**EXERCISE TASKS**
1) Print the passage on long-wire antennas from "Due to its conditions" to "not be rotative.", keeping every word as it stands.
2) State whether each statement agrees with the passage on long-wire antennas, answering yes or no and quoting the words that decide it: (a) The Beverage design was invented in 1919. (b) The Beverage serves as a transmission antenna. (c) The passage names the Beverage's lack of rotation as its only drawback.

**PROVIDED TEXT**
============

By design, a long wire receives much less QRM than a vertical : a 20m long wire tight 4m high only in Belgium is able to pick up the signal from stations transmitting from Senegal, U.S.A, Canada, Island, Israel, Oman, India, Thailand, Japan, etc. However the receiving conditions using a too short long wire (< 20m long) are lesser to the ones of a dipole 31m long placed 25% higher.

If you want a better receiving using a long wire, as explained in the page devoted to basics of antennas, the best results are recorded tightening the wire at a height close to 1.0l in order to preserve the radiation pattern (in lowering the takeoff angle). Of course any antenna should be associated to a quality transceiver, mainly the receive module if you want to extract signals out of the noise and QRM.

At last, a long wire can be a "gold ear" if you extend its length to 1 or 2l and place it at low height (3-4m high). It becomes a Beverage, named after the amateur Harold Beverage, W2BML, who invented this design in 1919.

Azimuthal radiation patterns of a Beverage 2l long tight 3.5m high.

Due to its conditions of use, the Beverage is not a transmission antenna but rather a directional wire antenna for listening purposes, usually used on low bands, where its length can exceed 300m (for the 160m band). 

If the end is terminated with a 500-ohm non-inductive resistance, the signal does not reflect back to the receiver, and the antenna becomes as directive as a true Yagi, with a rear lobe more than 20 dB down from the front lobe. Placed 3.5m high, in these conditions a 2l Beverage used on 1.83 MHz (thus 320m long) shows a maximum gain of 8.52 dBi in the horizontal plane and up to 6.57 dBi in the vertical plane at about 20° of elevation. Compared to a Yagi this solution becomes very competitive. Its only drawback is to not be rotative.

I personally use such a configuration also on 20 to 10m bands when the receiving conditions are degraded and when the QRN for example become severe. In this case it seems to be more sensitive to weak signals than a dipole or a Yagi. This improved sensitivity has been confirmed by the ARRL technical staff too.

However, as very few amateurs have large fields in their property, another alternative is to build an horizontal loop of this size (25m on each side) or simpler, to set up an full or half-length dipole like the G5RV (see next page) which performance is really appreciated even for DXing when it is placed at good height.

============

**GIVEN DATA**
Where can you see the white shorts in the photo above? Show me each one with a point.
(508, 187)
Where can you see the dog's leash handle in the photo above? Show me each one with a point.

============

**RESULTS FOR THE EXERCISE**
1)
Due to its conditions of use, the Beverage is not a transmission antenna but rather a directional wire antenna for listening purposes, usually used on low bands, where its length can exceed 300m (for the 160m band). 

If the end is terminated with a 500-ohm non-inductive resistance, the signal does not reflect back to the receiver, and the antenna becomes as directive as a true Yagi, with a rear lobe more than 20 dB down from the front lobe. Placed 3.5m high, in these conditions a 2l Beverage used on 1.83 MHz (thus 320m long) shows a maximum gain of 8.52 dBi in the horizontal plane and up to 6.57 dBi in the vertical plane at about 20° of elevation. Compared to a Yagi this solution becomes very competitive. Its only drawback is to not be rotative.

2)
(a) Yes: "who invented this design in 1919"
(b) No: "the Beverage is not a transmission antenna but rather a directional wire antenna for listening purposes"
(c) Yes: "Its only drawback is to not be rotative."